:: TASK SET ::
**A)** Rewrite the paragraph in the Nomad thread that begins "One time cost" as a short list that keeps its main facts.
**B)** Write out the Nomad thread word for word from "Thanks. I'm hoping" to "good price point.".

:: TEXT ::
++++++

# Nomad device loyalty discount



## bosoxfan (Dec 15, 2011)

Anyone get a Nomad device from D*tv with any type of discount? It seems a little steep at $149.


----------



## Stuart Sweet (Jun 19, 2006)

I haven't heard of anyone getting a discount. 

And :welcome_s to DBSTalk!


----------



## bosoxfan (Dec 15, 2011)

Thanks. I'm hoping there might be someone that has figured a way to get D*tv to cut the cost.


----------



## trh (Nov 3, 2007)

One time cost with no monthly fee and no lease. For the way I use it (and the amount), it was a good price point.


----------



## Drew2k (Aug 16, 2006)

I won't be considering a Nomad until they add Android tablet support...


----------



## F1 Fan (Aug 28, 2007)

Drew2k said:


> I won't be considering a Nomad until they add Android tablet support...


+1


----------



## skew (Jan 23, 2008)

Drew2k said:


> I won't be considering a Nomad until they add Android tablet support...


+1 and also do away with jailbreak check on ios I would buy one in a heartbeat


----------



## markrogo (Sep 18, 2007)

skew said:


> +1 and also do away with jailbreak check on ios I would buy one in a heartbeat


The jailbreak check will never go away.

++++++

:: MATERIAL PROVIDED ::
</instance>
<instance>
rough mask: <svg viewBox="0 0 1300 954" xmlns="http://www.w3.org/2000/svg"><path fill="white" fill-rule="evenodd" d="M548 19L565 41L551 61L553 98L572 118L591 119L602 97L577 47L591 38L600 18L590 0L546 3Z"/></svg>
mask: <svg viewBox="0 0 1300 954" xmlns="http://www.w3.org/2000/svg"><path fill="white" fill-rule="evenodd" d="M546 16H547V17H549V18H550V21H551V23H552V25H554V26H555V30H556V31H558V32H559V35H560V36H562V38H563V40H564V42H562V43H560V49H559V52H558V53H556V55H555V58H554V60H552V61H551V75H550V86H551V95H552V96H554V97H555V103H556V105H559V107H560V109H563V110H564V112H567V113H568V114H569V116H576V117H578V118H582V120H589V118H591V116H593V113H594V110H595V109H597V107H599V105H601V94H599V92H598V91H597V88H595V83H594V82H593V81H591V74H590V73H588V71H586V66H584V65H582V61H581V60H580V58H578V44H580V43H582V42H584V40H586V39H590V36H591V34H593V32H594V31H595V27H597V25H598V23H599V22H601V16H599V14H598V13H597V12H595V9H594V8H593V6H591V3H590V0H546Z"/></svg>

++++++

:: ANSWERS BY ITEM NUMBER ::
**A)**
- One-time cost
- No monthly fee
- No lease
- A good price for how and how much the poster uses it

**B)**
Thanks. I'm hoping there might be someone that has figured a way to get D*tv to cut the cost.


----------



## trh (Nov 3, 2007)

One time cost with no monthly fee and no lease. For the way I use it (and the amount), it was a good price point.